__EXERCISES__.
1) In the mailing-list thread about implementing flush(), what new state does processCaptureRequest() inspect before queuing a Request to the Camera?
2) From the flush() thread, return word for word the span from "Tomasz Figa tfiga" up to and including "race conditions discussion)".

***** PASSAGE PROVIDED

[libcamera-devel] [PATCH v3 8/8] android: Implement flush() camera operation

Tomasz Figa tfiga at chromium.org
Thu May 27 04:49:35 CEST 2021


Hi Laurent,

On Thu, May 27, 2021 at 11:27 AM Laurent Pinchart
<laurent.pinchart at ideasonboard.com> wrote:
>
> Hi Jacopo,
>
> (expanding the CC list to finalize the race conditions discussion)
>
> On Mon, May 24, 2021 at 09:47:55AM +0200, Jacopo Mondi wrote:
> > On Sun, May 23, 2021 at 09:50:46PM +0300, Laurent Pinchart wrote:
> > > On Sun, May 23, 2021 at 04:22:51PM +0200, Jacopo Mondi wrote:
> > > > On Sat, May 22, 2021 at 11:55:36AM +0200, Niklas Söderlund wrote:
> > > > > On 2021-05-21 17:42:27 +0200, Jacopo Mondi wrote:
> > > > > > Implement the flush() camera operation in the CameraDevice class
> > > > > > and make it available to the camera framework by implementing the
> > > > > > operation wrapper in camera_ops.cpp.
> > > > > >
> > > > > > The flush() implementation stops the Camera and the worker thread and
> > > > > > waits for all in-flight requests to be returned. Stopping the Camera
> > > > > > forces all Requests already queued to be returned immediately in error
> > > > > > state. As flush() has to wait until all of them have been returned, make it
> > > > > > wait on a newly introduced condition variable which is notified by the
> > > > > > request completion handler when the queue of pending requests has been
> > > > > > exhausted.
> > > > > >
> > > > > > As flush() can race with processCaptureRequest() protect the requests
> > > > > > queueing by introducing a new CameraState::CameraFlushing state that
> > > > > > processCaptureRequest() inspects before queuing the Request to the
> > > > > > Camera. If flush() has been called while processCaptureRequest() was
> > > > > > executing, return the current Request immediately in error state.
> > > > > >
> > > > > > Protect potentially concurrent calls to close() and configureStreams()
> > >
> > > Can this happen ? Quoting camera3.h,
> > >
> > >  * 12. Alternatively, the framework may call camera3_device_t->common->close()
> > >  *    to end the camera session. This may be called at any time when no other
> > >  *    calls from the framework are active, although the call may block until all
> > >  *    in-flight captures have completed (all results returned, all buffers
> > >  *    filled). After the close call returns, no more calls to the
> > >  *    camera3_callback_ops_t functions are allowed from the HAL. Once the
> > >  *    close() call is underway, the framework may not call any other HAL device
> > >  *    functions.
> > >
> > > The important part is "when no other calss from the framework are
> > > active". I don't think we need to handle close() racing with anything
> > > else than process_capture_request().
> >
> > I've been discussing this with Hiro during v1, as initially I didn't
> > consider close() and configureStreams().
> >
> > https://patchwork.libcamera.org/patch/12248/#16884
> >
> > I initially only considered processCaptureRequest() as a potential
> > race, but got suggested differently by the cros camera team.
>
> Let's try to get to the bottom of this.
>
> Section S2 ("Startup and general expected operation sequence") states:
>
>  * 12. Alternatively, the framework may call camera3_device_t->common->close()

**********
***** SUPPLIED RECORDS

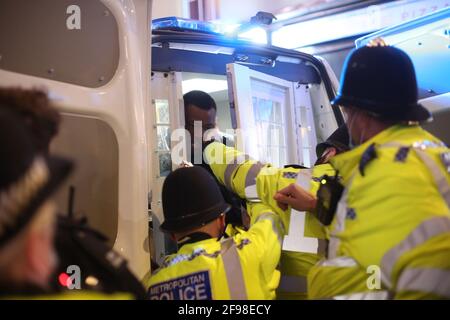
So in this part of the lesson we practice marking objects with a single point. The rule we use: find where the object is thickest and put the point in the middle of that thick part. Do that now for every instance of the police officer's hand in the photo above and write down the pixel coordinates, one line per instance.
(296, 197)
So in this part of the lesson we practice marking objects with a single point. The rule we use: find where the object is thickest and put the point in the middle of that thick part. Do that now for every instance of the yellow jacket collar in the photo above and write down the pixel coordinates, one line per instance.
(346, 162)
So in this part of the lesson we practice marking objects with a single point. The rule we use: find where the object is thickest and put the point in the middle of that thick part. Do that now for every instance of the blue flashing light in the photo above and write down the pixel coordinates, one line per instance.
(181, 24)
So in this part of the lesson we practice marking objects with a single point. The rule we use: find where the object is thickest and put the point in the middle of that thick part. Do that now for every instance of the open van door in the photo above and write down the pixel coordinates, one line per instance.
(274, 117)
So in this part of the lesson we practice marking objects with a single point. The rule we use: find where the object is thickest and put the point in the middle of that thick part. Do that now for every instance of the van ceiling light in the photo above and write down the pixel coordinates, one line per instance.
(207, 85)
(257, 34)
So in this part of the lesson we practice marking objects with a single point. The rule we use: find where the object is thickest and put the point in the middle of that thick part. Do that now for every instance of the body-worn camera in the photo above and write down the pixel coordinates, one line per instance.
(328, 196)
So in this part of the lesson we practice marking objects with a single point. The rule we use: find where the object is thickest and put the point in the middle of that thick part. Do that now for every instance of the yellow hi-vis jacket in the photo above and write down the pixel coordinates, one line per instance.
(239, 268)
(305, 242)
(390, 237)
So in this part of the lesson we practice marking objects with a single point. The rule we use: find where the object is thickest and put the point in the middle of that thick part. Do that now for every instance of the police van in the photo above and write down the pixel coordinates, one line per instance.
(119, 86)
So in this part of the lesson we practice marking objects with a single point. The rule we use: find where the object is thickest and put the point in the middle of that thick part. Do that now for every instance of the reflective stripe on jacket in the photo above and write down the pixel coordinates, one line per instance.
(255, 182)
(391, 231)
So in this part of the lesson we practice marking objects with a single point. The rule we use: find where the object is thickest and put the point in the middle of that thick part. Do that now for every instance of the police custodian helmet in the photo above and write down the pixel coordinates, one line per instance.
(191, 198)
(381, 80)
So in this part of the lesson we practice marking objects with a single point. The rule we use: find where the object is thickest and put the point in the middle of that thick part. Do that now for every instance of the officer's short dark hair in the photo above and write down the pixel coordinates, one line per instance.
(33, 105)
(199, 99)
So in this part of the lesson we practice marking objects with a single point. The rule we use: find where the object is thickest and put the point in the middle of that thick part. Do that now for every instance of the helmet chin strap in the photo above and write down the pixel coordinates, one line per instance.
(349, 128)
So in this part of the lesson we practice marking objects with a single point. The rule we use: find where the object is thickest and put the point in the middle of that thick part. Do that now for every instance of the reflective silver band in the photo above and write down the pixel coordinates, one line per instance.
(233, 270)
(277, 229)
(370, 295)
(425, 231)
(293, 284)
(231, 167)
(340, 262)
(434, 281)
(439, 177)
(18, 196)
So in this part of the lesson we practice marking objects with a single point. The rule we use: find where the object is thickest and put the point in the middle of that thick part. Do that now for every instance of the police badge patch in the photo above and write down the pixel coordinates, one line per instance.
(194, 286)
(290, 175)
(445, 157)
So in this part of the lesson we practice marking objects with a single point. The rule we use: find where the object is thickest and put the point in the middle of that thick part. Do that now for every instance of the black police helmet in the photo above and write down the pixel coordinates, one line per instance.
(382, 81)
(191, 198)
(338, 139)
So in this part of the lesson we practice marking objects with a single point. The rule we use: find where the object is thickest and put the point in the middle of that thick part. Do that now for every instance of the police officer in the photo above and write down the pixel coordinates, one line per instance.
(200, 108)
(390, 234)
(207, 265)
(305, 242)
(27, 215)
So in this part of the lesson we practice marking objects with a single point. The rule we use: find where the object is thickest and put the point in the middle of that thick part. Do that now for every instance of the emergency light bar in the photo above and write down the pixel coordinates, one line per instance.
(181, 24)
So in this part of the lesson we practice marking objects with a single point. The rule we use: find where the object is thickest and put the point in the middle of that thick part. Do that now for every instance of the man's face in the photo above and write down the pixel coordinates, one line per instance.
(207, 118)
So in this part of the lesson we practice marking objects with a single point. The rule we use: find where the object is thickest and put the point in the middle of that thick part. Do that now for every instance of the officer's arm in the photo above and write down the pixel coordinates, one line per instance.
(424, 272)
(233, 169)
(266, 233)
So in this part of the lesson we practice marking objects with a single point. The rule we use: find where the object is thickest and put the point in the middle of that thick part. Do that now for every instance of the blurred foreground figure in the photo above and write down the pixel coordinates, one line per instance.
(77, 245)
(27, 214)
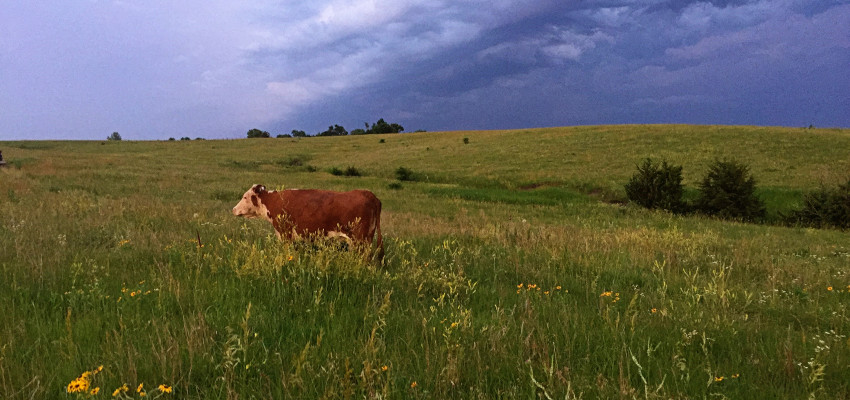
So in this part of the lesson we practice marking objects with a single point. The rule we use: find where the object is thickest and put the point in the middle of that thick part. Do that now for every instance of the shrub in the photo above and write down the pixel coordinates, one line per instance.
(728, 191)
(824, 208)
(657, 186)
(404, 174)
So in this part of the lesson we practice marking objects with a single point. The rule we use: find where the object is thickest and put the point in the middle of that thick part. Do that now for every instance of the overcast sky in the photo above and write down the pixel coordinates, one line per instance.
(153, 69)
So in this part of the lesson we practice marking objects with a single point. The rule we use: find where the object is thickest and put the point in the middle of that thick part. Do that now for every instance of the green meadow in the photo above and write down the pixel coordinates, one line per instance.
(514, 269)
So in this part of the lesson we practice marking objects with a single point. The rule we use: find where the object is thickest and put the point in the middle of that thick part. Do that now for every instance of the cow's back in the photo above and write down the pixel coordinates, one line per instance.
(355, 213)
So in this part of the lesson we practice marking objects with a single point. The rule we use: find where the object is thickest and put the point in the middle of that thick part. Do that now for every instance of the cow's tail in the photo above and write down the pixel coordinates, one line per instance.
(379, 243)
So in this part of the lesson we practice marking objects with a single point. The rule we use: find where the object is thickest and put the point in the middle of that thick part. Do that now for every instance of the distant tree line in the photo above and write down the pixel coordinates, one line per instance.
(380, 127)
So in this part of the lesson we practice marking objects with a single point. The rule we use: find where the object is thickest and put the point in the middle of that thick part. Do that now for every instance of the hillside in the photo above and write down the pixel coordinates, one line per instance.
(513, 270)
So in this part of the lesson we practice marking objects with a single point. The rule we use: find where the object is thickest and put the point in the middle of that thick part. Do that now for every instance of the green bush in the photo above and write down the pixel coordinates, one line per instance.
(728, 191)
(825, 208)
(657, 186)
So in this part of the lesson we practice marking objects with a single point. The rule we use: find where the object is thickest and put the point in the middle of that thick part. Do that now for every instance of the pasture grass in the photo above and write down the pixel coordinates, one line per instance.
(512, 271)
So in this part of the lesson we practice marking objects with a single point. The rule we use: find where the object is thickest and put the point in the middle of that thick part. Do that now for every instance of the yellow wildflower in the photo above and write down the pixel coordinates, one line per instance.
(124, 388)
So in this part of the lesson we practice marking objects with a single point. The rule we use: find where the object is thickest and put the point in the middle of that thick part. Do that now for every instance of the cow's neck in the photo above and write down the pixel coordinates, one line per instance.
(271, 206)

**********

__TASK-BY-TASK SOLUTIONS__.
1) CameraState::CameraFlushing

2)
Tomasz Figa tfiga at chromium.org
Thu May 27 04:49:35 CEST 2021


Hi Laurent,

On Thu, May 27, 2021 at 11:27 AM Laurent Pinchart
<laurent.pinchart at ideasonboard.com> wrote:
>
> Hi Jacopo,
>
> (expanding the CC list to finalize the race conditions discussion)